Source data
+--
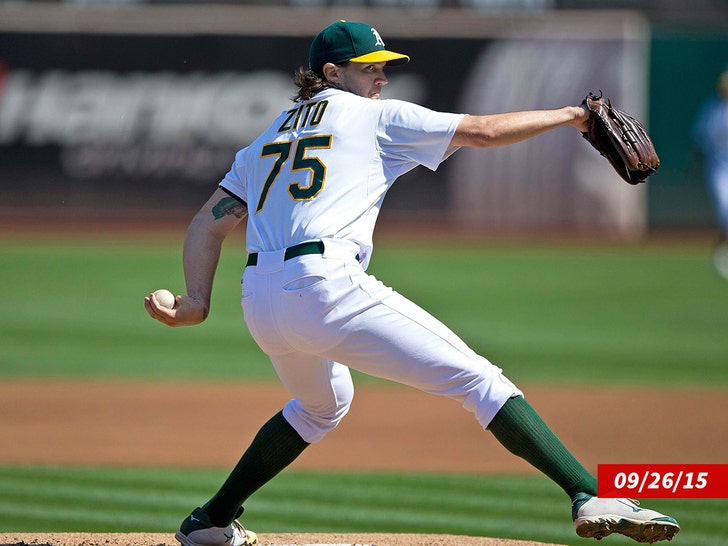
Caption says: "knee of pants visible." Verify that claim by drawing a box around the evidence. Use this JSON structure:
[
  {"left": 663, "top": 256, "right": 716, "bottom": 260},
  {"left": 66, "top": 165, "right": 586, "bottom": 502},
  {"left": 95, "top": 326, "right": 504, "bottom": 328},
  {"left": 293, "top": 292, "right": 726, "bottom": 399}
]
[{"left": 283, "top": 382, "right": 354, "bottom": 444}]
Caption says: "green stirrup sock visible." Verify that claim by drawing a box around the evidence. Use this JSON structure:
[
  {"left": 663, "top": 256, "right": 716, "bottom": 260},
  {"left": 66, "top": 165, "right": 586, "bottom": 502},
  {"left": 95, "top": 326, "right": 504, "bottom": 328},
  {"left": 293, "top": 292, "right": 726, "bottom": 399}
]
[
  {"left": 488, "top": 396, "right": 597, "bottom": 500},
  {"left": 202, "top": 411, "right": 310, "bottom": 527}
]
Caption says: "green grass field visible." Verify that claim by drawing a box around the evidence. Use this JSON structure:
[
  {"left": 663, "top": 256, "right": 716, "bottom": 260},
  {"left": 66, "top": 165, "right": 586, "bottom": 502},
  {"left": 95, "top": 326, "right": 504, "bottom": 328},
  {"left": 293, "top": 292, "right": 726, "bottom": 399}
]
[
  {"left": 0, "top": 232, "right": 728, "bottom": 546},
  {"left": 0, "top": 236, "right": 728, "bottom": 387}
]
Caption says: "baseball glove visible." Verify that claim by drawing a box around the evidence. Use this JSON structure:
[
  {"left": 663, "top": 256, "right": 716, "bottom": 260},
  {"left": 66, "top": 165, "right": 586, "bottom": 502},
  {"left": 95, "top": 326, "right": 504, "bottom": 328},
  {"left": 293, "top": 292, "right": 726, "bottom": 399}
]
[{"left": 581, "top": 91, "right": 660, "bottom": 185}]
+--
### AIM
Swap each "Verify" in the entries for "Confirm", leaving everything else unchanged, and write the entries out again without the pictures.

### THE OUTPUT
Caption says: "knee of pants visible." Confirm that claim by drawing a box around the evidence. Use this JSON structure:
[
  {"left": 663, "top": 256, "right": 716, "bottom": 260},
  {"left": 66, "top": 165, "right": 586, "bottom": 502},
  {"left": 95, "top": 326, "right": 504, "bottom": 328},
  {"left": 293, "top": 292, "right": 726, "bottom": 399}
]
[{"left": 283, "top": 382, "right": 354, "bottom": 444}]
Caption says: "green stirrup sock visible." Confirm that claim by drawing a box around the evidence. Use this JSON structure:
[
  {"left": 663, "top": 256, "right": 716, "bottom": 260},
  {"left": 66, "top": 165, "right": 586, "bottom": 502},
  {"left": 95, "top": 326, "right": 504, "bottom": 328},
  {"left": 293, "top": 292, "right": 726, "bottom": 399}
]
[
  {"left": 488, "top": 396, "right": 597, "bottom": 500},
  {"left": 202, "top": 411, "right": 310, "bottom": 527}
]
Caption says: "green grass field visible." Confirm that claim by drawing a box around the evidence. Use this JSON structure:
[
  {"left": 663, "top": 256, "right": 716, "bottom": 260},
  {"left": 66, "top": 165, "right": 586, "bottom": 502},
  {"left": 95, "top": 326, "right": 504, "bottom": 328},
  {"left": 293, "top": 292, "right": 726, "bottom": 399}
]
[
  {"left": 0, "top": 232, "right": 728, "bottom": 546},
  {"left": 0, "top": 236, "right": 728, "bottom": 387}
]
Caption says: "baseball glove visible." Confirm that claim by drawing a box around the evidence. Use this JSON structure:
[
  {"left": 663, "top": 256, "right": 716, "bottom": 260},
  {"left": 66, "top": 165, "right": 586, "bottom": 502},
  {"left": 95, "top": 326, "right": 504, "bottom": 328},
  {"left": 293, "top": 292, "right": 726, "bottom": 399}
]
[{"left": 581, "top": 91, "right": 660, "bottom": 185}]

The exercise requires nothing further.